> _Source_
.....

20 OCTOBER 1939, Page 16



4, Non piu andral " WHAT a month it has been for Malvolio! Lock up the cakes and ale ; scrape the gilt off the gingerbread and send it to the Chancellor ; England expects you to bear it without grinning. Of course, we must do without all kinds of frills and feathers, pretty harmless toys that decorated our lives and made human society less drab. But the trouble with Malvolio is that he makes no distinction between the mere ornaments that can be put away or even broken without serious loss, and the things that are essential to a reasonable and civilised existence. For him a long face is the only one with which to meet serious times and a pious chant the only recreation.

Malvolio has had for ally a knock-kneed timidity—or call

it a wise prudence. To the fear that bombs might fall has been added the argument that audiences would fall off. It was not worth risking an opening that might be a fiasco. Opera had the worst " life " of all in the insurance market, and it seemed as if we must all go to the wars with Figaro's admonition in our ears, but robbed of its laughter and music.

As usually happens in this country, however, somebody,

just a private person, stepped forward and decided that Malvolio should not have his way. If it was a matter of guaranteeing that there should be no loss, well, it was worth the risk of a few pounds to set the machine in motion and see what happened. As was the case with Miss Myra Hess's venture at the National Gallery, which has been almost em- barrassingly successful, the reopening of Sadler's Wells has resulted, in spite of the fact that so far only one performance a week has been given and, be it added, thanks to sacrifices on the part of the performers, in a profit for the theatre and no loss to the guarantor.

Last week Mozart's Figaro followed Faust and Cav, and rag. in the bill and proved, by drawing an audience that filled every seat in the house, that there is a positive hunger not merely for the, " popular " operas, but for the very best. It was not merely a large audience ; it was the most keenly responsive one I have ever known. It did not just lean back in its seat and take what it was given, but was alert to return to the performers the interest of its appreciation. The result was the freshest and most enjoyed performance of the opera I have ever seen ; for the singers, all of them familiar with their parts, were obviously put on their mettle by the audience's response. All was spontaneous and the quick repartee of Mozart's music had, as well as its own elegance grid beauty, a liveliness which we usually hear only in more humble entertainments, and whose more frequent appearance in opera is much to be desired.

.....

> _Source data_
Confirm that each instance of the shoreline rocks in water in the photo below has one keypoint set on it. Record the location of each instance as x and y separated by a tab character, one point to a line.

.....

> _Written problem 1_
Answer these questions from the Sadler's Wells article:
(a) Which opera by Mozart was performed last week?
(b) How many performances a week have been given so far?
(c) Whose venture at the National Gallery is compared with the reopening of the theater?
> _Written problem 2_
Does each statement agree with the Sadler's Wells article? Answer yes or no, and quote the words from the article that decide it.
(a) The audience for Figaro filled every seat.
(b) The reopening brought a loss to the guarantor.
(c) Malvolio separates mere ornaments from the essentials of civilized life.
> _Written problem 3_
Translate this sentence from the Sadler's Wells article into Spanish: "It was not worth risking an opening that might be a fiasco."
The listing plays no role in this exercise.

> _Answer 1_
(a) Figaro
(b) Only one
(c) Miss Myra Hess's

> _Answer 2_
(a) Yes: "drawing an audience that filled every seat in the house"
(b) No: "in a profit for the theatre and no loss to the guarantor"
(c) No: "he makes no distinction between the mere ornaments"

> _Answer 3_
No valía la pena arriesgarse a un estreno que pudiera resultar un fiasco.